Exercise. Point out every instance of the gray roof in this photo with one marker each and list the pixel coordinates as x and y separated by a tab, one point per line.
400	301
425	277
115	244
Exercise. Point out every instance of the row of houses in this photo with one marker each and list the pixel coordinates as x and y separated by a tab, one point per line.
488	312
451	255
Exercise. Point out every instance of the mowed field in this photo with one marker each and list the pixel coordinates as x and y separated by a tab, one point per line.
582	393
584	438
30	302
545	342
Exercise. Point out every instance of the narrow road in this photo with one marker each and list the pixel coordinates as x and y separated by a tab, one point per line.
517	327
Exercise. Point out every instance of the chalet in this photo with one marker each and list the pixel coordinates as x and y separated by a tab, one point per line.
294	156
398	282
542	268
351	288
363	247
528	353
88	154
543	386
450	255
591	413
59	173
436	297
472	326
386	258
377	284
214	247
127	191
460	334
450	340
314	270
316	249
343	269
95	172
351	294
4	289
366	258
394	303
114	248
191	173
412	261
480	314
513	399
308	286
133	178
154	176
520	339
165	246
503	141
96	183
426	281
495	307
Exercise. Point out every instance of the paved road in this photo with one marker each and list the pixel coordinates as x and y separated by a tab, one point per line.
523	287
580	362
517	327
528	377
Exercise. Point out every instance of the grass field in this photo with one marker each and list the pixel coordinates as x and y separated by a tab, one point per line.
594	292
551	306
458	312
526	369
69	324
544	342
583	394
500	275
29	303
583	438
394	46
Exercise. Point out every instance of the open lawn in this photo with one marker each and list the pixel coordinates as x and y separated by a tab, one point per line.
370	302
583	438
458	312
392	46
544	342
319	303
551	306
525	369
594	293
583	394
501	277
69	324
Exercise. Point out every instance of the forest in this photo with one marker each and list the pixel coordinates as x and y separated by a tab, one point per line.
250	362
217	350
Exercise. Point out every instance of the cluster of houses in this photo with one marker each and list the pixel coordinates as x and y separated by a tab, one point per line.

# Prompt
Set every record down again exactly as written.

# Written solution
Exercise. Point out every instance of the gray roof in this photo with one marker each and list the pixel coordinates as x and y separated by a tab, one point per line.
400	301
425	277
115	244
Exercise. Point out every instance of the row of houses in this photo with one marker each and list the pixel coordinates as x and y separated by a tab, one point per line.
488	312
451	255
Exercise. Point out every instance of the mowed field in this photo with one marker each and list the pixel coordinates as x and y separated by a tab, one point per line.
582	393
584	438
30	302
545	342
Exercise. Point out every instance of the narrow road in this photo with one marker each and list the pixel coordinates as x and y separated by a tab, one point per line.
517	327
Exercise. Point out every instance of the chalet in this photo with one marker each and list the pixel coordinates as x and y separated by a tab, one point per line.
294	156
398	282
542	268
351	288
363	247
528	353
88	154
543	386
450	255
591	413
59	173
436	297
472	326
386	258
377	284
214	247
127	191
460	334
450	340
314	270
316	249
343	269
95	172
351	294
4	289
366	258
394	303
114	248
191	173
412	261
480	314
513	399
308	286
133	178
154	176
520	339
165	246
503	141
96	183
426	281
495	307
Exercise. Point out every instance of the paved road in this photo with one marker each and list the pixel coordinates as x and y separated by a tab, one point per line.
523	287
580	362
517	327
528	377
Exercise. Point out every instance of the grass field in this photo with one marker each and list the pixel coordinates as x and y separated by a tab, one point per line.
594	292
551	306
458	312
526	369
69	324
544	342
583	394
500	275
29	303
583	438
394	46
Exercise. Point out every instance of the open lawn in this photo with one marker each and list the pixel coordinates as x and y separated by a tab, one point per line.
370	302
583	438
458	312
392	46
544	342
319	303
551	306
525	369
594	293
583	394
501	277
69	324
Exercise. Point out every instance of the forest in this photo with one marker each and list the pixel coordinates as x and y separated by a tab, one point per line.
250	362
217	350
Exercise. Point out every instance of the cluster of houses in this photo with one marker each and list the pixel coordinates as x and y separated by a tab, one point per line.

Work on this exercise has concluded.